■ SET TASK: List every genre given for the duo in the Modjo article below.
#### EXCERPT ####
- Origin: Paris, France
- Genres: French house; nu-disco; alternative dance;
- Years active: 1999–2003
- Labels: Barclay; Universal;
- Past members: Romain Tranchart; Yann Destal;

= Modjo =

French house music duo

Modjo was a French house music duo formed in Paris in 1999 by producer Romain Tranchart (born 9 June 1976) and singer Yann Destal (born Destagnol, 14 July 1978). Their biggest hit, "Lady (Hear Me Tonight)" was released in 2000, was followed by "Chillin' and "No More Tears", both released in 2001.

==Background==
Born in Paris, Romain Tranchart moved with his family to Algeria and Mexico before settling in Brazil. There, he began learning the guitar, drawing inspiration from jazz classics. In 1998, influenced by DJ Sneak, Ian Pooley, and Daft Punk, Tranchart released his first single under the name Funk Legacy, titled "What You're Gonna Do, Baby", through Vertigo Records. He then attended the American School of Modern Music in Paris.
#### DATASET RECORDS ####
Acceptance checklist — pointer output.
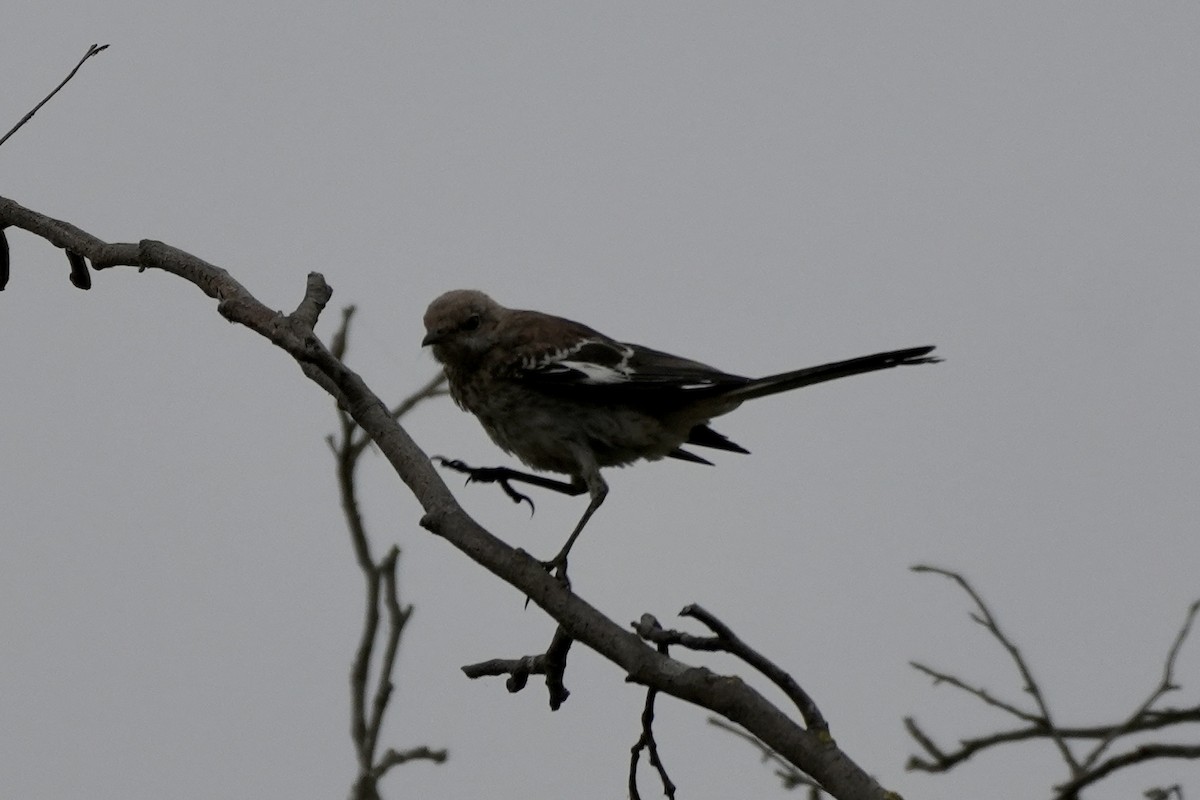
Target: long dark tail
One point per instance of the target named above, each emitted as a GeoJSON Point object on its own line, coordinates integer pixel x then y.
{"type": "Point", "coordinates": [789, 380]}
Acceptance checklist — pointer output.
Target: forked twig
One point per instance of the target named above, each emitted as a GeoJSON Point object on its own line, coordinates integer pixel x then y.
{"type": "Point", "coordinates": [91, 50]}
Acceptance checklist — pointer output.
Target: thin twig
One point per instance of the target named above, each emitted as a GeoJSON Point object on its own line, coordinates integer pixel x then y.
{"type": "Point", "coordinates": [1165, 685]}
{"type": "Point", "coordinates": [91, 50]}
{"type": "Point", "coordinates": [646, 741]}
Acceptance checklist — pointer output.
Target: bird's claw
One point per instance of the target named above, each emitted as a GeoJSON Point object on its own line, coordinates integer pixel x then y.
{"type": "Point", "coordinates": [486, 475]}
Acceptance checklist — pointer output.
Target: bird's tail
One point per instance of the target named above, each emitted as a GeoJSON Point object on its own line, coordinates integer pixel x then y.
{"type": "Point", "coordinates": [809, 376]}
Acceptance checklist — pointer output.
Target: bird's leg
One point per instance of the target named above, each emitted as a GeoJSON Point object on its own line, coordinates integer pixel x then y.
{"type": "Point", "coordinates": [599, 491]}
{"type": "Point", "coordinates": [502, 475]}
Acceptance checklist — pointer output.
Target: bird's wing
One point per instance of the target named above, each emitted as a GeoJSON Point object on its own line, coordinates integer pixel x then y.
{"type": "Point", "coordinates": [615, 371]}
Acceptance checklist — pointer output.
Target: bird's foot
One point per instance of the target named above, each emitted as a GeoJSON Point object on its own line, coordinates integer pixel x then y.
{"type": "Point", "coordinates": [486, 475]}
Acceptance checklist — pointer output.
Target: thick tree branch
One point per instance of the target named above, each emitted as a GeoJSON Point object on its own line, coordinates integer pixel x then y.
{"type": "Point", "coordinates": [727, 696]}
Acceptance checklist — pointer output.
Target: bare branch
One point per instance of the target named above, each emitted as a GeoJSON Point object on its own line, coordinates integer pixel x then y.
{"type": "Point", "coordinates": [381, 585]}
{"type": "Point", "coordinates": [984, 618]}
{"type": "Point", "coordinates": [1083, 771]}
{"type": "Point", "coordinates": [551, 663]}
{"type": "Point", "coordinates": [91, 50]}
{"type": "Point", "coordinates": [731, 698]}
{"type": "Point", "coordinates": [1165, 685]}
{"type": "Point", "coordinates": [982, 693]}
{"type": "Point", "coordinates": [726, 641]}
{"type": "Point", "coordinates": [646, 741]}
{"type": "Point", "coordinates": [1071, 789]}
{"type": "Point", "coordinates": [786, 773]}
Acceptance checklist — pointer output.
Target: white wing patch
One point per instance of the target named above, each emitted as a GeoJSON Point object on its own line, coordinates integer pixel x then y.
{"type": "Point", "coordinates": [598, 373]}
{"type": "Point", "coordinates": [612, 366]}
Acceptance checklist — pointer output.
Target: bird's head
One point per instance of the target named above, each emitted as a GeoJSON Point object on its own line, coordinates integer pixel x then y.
{"type": "Point", "coordinates": [461, 325]}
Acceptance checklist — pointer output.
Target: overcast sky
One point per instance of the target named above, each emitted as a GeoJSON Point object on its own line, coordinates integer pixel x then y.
{"type": "Point", "coordinates": [757, 186]}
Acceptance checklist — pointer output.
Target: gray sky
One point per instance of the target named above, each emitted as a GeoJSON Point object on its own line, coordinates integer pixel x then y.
{"type": "Point", "coordinates": [759, 186]}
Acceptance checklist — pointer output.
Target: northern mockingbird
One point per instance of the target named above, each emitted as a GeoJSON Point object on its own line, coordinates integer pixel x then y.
{"type": "Point", "coordinates": [565, 398]}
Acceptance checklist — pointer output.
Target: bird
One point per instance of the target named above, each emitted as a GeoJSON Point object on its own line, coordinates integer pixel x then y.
{"type": "Point", "coordinates": [565, 398]}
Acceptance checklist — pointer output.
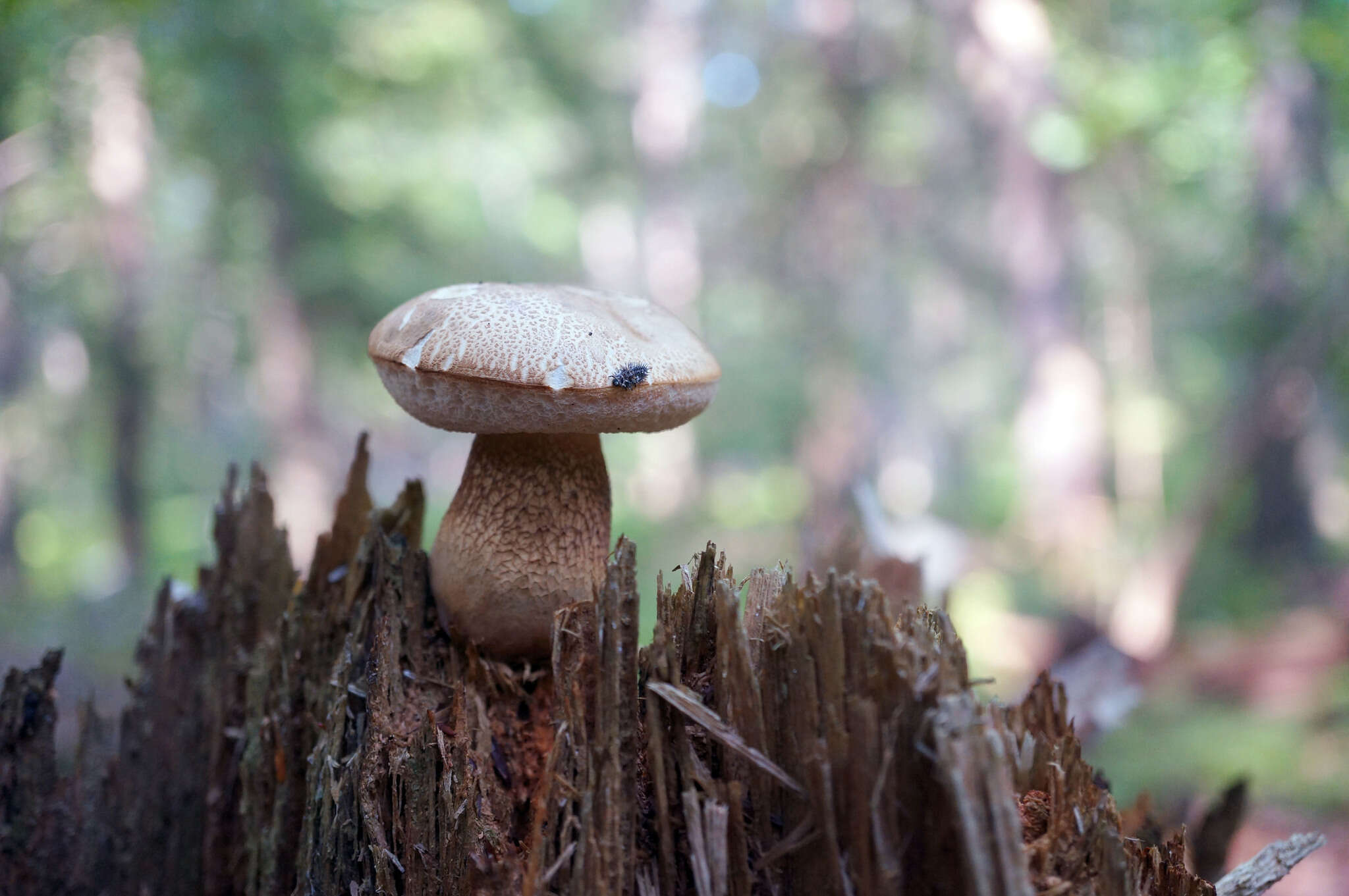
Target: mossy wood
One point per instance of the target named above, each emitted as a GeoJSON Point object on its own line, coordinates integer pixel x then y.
{"type": "Point", "coordinates": [324, 736]}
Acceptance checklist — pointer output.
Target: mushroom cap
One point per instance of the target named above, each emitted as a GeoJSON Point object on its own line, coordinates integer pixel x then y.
{"type": "Point", "coordinates": [529, 357]}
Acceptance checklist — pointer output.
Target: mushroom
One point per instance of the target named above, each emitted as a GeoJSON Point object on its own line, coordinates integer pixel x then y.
{"type": "Point", "coordinates": [537, 372]}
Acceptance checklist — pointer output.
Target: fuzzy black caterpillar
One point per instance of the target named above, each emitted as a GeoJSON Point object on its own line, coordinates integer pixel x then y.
{"type": "Point", "coordinates": [630, 375]}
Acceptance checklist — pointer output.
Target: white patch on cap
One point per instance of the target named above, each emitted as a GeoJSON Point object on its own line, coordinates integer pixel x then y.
{"type": "Point", "coordinates": [413, 356]}
{"type": "Point", "coordinates": [557, 378]}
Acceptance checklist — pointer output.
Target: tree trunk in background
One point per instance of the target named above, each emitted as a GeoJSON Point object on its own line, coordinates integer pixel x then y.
{"type": "Point", "coordinates": [119, 167]}
{"type": "Point", "coordinates": [324, 736]}
{"type": "Point", "coordinates": [1287, 130]}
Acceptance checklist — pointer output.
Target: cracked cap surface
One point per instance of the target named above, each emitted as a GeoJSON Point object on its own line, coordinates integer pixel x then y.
{"type": "Point", "coordinates": [526, 357]}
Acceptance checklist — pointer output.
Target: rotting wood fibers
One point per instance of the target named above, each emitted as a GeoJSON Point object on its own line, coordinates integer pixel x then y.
{"type": "Point", "coordinates": [327, 737]}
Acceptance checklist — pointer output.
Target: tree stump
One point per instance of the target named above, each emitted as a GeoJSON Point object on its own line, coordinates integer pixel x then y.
{"type": "Point", "coordinates": [325, 736]}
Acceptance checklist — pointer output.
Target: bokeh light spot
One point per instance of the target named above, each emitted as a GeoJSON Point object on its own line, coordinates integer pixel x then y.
{"type": "Point", "coordinates": [532, 7]}
{"type": "Point", "coordinates": [730, 80]}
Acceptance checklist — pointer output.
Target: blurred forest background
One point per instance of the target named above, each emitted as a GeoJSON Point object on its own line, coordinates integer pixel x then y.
{"type": "Point", "coordinates": [1053, 297]}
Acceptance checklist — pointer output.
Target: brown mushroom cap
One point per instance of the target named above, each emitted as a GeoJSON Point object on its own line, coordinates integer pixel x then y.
{"type": "Point", "coordinates": [524, 357]}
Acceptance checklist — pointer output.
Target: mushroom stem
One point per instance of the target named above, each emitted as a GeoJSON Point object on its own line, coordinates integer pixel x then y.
{"type": "Point", "coordinates": [526, 534]}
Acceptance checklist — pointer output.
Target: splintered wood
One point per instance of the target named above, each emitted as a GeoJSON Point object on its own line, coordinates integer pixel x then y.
{"type": "Point", "coordinates": [324, 736]}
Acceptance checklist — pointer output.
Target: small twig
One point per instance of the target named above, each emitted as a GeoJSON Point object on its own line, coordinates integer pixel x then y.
{"type": "Point", "coordinates": [557, 865]}
{"type": "Point", "coordinates": [1270, 865]}
{"type": "Point", "coordinates": [690, 705]}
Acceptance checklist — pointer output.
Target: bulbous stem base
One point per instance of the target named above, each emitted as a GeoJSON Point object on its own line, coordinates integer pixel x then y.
{"type": "Point", "coordinates": [526, 534]}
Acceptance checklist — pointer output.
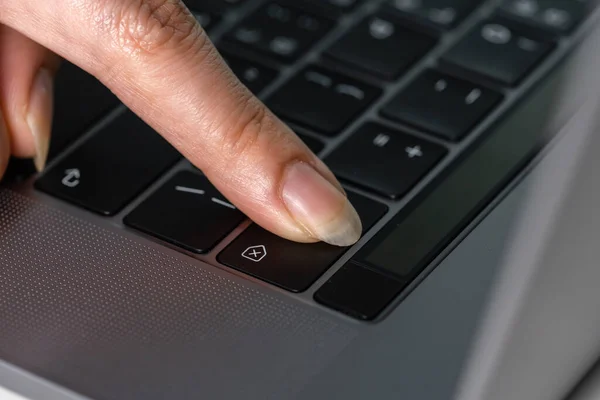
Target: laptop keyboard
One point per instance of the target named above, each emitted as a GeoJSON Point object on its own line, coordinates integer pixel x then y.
{"type": "Point", "coordinates": [384, 140]}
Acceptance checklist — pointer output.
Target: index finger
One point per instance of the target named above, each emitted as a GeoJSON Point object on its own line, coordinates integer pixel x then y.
{"type": "Point", "coordinates": [159, 61]}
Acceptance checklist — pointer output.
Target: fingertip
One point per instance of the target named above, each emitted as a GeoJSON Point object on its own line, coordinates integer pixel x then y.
{"type": "Point", "coordinates": [4, 147]}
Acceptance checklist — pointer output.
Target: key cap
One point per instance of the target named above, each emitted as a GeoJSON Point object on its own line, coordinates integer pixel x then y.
{"type": "Point", "coordinates": [442, 105]}
{"type": "Point", "coordinates": [290, 265]}
{"type": "Point", "coordinates": [336, 8]}
{"type": "Point", "coordinates": [207, 19]}
{"type": "Point", "coordinates": [322, 100]}
{"type": "Point", "coordinates": [359, 292]}
{"type": "Point", "coordinates": [557, 17]}
{"type": "Point", "coordinates": [498, 52]}
{"type": "Point", "coordinates": [315, 145]}
{"type": "Point", "coordinates": [255, 76]}
{"type": "Point", "coordinates": [281, 31]}
{"type": "Point", "coordinates": [438, 15]}
{"type": "Point", "coordinates": [188, 212]}
{"type": "Point", "coordinates": [385, 161]}
{"type": "Point", "coordinates": [217, 7]}
{"type": "Point", "coordinates": [79, 101]}
{"type": "Point", "coordinates": [381, 46]}
{"type": "Point", "coordinates": [107, 171]}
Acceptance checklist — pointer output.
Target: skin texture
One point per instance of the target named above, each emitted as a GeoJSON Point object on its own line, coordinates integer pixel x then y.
{"type": "Point", "coordinates": [156, 58]}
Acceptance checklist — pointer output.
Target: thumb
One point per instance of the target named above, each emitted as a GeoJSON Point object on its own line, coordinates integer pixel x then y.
{"type": "Point", "coordinates": [159, 61]}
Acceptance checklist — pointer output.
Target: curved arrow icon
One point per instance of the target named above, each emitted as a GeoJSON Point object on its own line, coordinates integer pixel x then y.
{"type": "Point", "coordinates": [71, 178]}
####
■ OUTPUT FOR THIS EXERCISE: French house, nu-disco, alternative dance